> _Task brief_:
Please repeat every record exactly, leaving out any pictures.

> _Material for this task_:
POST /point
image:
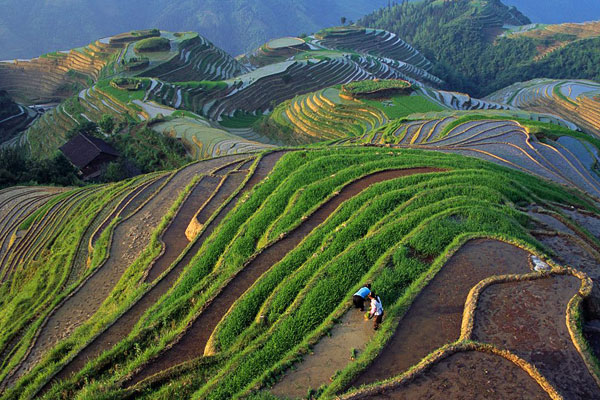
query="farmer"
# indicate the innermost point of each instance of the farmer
(359, 297)
(376, 310)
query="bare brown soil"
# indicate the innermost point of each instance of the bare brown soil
(121, 328)
(469, 375)
(174, 239)
(130, 238)
(130, 203)
(435, 317)
(570, 252)
(528, 318)
(551, 223)
(586, 220)
(192, 344)
(331, 354)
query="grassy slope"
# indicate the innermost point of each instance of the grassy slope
(423, 215)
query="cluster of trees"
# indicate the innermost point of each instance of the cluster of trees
(142, 149)
(457, 36)
(16, 168)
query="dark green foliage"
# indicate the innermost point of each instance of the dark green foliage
(86, 128)
(17, 168)
(107, 123)
(469, 56)
(149, 150)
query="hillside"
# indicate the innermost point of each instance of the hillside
(268, 250)
(236, 26)
(467, 41)
(557, 11)
(207, 113)
(205, 231)
(56, 76)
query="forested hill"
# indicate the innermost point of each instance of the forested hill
(234, 25)
(558, 11)
(466, 39)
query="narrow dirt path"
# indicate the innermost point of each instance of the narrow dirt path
(130, 238)
(129, 204)
(331, 354)
(468, 376)
(435, 317)
(586, 219)
(174, 239)
(528, 319)
(569, 251)
(121, 328)
(192, 344)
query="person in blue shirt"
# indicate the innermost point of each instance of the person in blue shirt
(359, 297)
(376, 310)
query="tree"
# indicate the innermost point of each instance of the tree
(107, 123)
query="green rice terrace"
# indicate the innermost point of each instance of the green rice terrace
(266, 191)
(239, 280)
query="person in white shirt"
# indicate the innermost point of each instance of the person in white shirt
(376, 310)
(359, 297)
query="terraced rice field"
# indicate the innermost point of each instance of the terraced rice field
(203, 141)
(554, 37)
(240, 268)
(505, 142)
(272, 84)
(372, 41)
(573, 100)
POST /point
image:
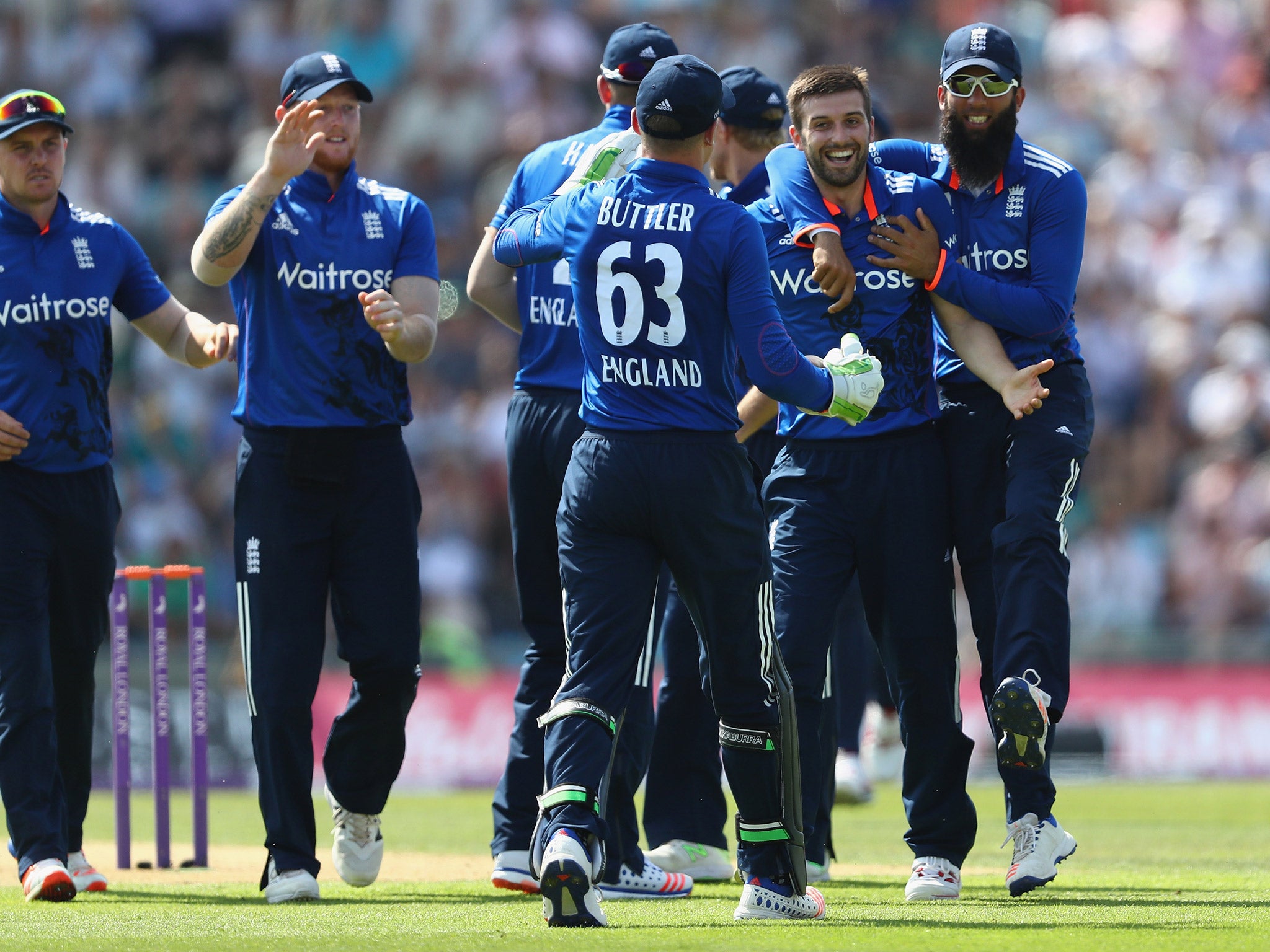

> _Exercise response_:
POST /point
image:
query="farmer"
# indicate the innermost point of each instance of the farmer
(359, 297)
(376, 310)
query="bare brown soil"
# indicate the innermost point of each instance of the bare brown soil
(121, 328)
(469, 375)
(174, 239)
(130, 238)
(130, 203)
(435, 317)
(570, 252)
(528, 318)
(551, 223)
(586, 220)
(192, 344)
(331, 354)
query="grassy slope"
# indicate the innermost point of each instance of the grassy slope
(423, 215)
query="cluster of trees"
# indicate the innermost point of each instance of the cluster of trees
(142, 149)
(457, 36)
(16, 168)
query="dark green foliage"
# indicate the innermost point of each instance of the dark green foliage
(86, 128)
(17, 168)
(107, 123)
(469, 56)
(149, 150)
query="hillside"
# indicate the innermost point of each instance of the hillside
(268, 250)
(236, 26)
(467, 41)
(557, 11)
(207, 113)
(205, 231)
(56, 76)
query="forested hill"
# indicate the innermost point of each instance of the forested hill
(234, 25)
(558, 11)
(466, 39)
query="narrow dirt path"
# indicate the innermost point of each instance of the narrow dirt path
(130, 238)
(129, 204)
(331, 354)
(468, 376)
(435, 317)
(586, 219)
(174, 239)
(528, 319)
(569, 251)
(121, 328)
(192, 344)
query="person in blue shirt"
# indicate the innermost point of each instance of the person in blue shirt
(359, 297)
(376, 310)
query="tree"
# indicate the innermost point of each instance of the tree
(107, 123)
query="green rice terrace"
# indicate the innermost point of each instance of the green rice terrace
(266, 191)
(239, 280)
query="person in white shirt"
# indicate the innermost point of each instance of the person in white shirt
(376, 310)
(359, 297)
query="terraced rice field"
# indicate the innermost point of each instance of the terraced rice field
(203, 141)
(554, 37)
(240, 268)
(505, 142)
(272, 84)
(372, 41)
(573, 100)
POST /point
image:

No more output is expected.